## PROVIDED MATERIAL
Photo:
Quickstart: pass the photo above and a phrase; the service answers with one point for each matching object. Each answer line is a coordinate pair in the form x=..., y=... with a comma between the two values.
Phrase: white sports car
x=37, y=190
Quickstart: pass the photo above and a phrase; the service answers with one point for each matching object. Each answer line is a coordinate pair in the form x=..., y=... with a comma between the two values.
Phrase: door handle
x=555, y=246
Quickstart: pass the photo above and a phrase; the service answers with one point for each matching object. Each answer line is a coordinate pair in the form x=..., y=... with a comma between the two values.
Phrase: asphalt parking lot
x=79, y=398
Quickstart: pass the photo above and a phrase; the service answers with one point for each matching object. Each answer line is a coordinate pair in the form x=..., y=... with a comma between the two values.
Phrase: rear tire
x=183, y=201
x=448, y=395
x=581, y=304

## TASK TO COMPLETE
Put the lines of the rows above into a JSON list of strings, one string per line and leaving out blank lines, starting at the first line of the rows and ending with the line that contains "x=37, y=190", both included.

## WRITTEN RESPONSE
[
  "Photo:",
  "Quickstart: pass the photo above and a phrase; the service answers with one point for each matching object. Each answer line is a coordinate pair in the form x=..., y=... with a comma between the two values.",
  "Phrase: white sports car",
  "x=37, y=190"
]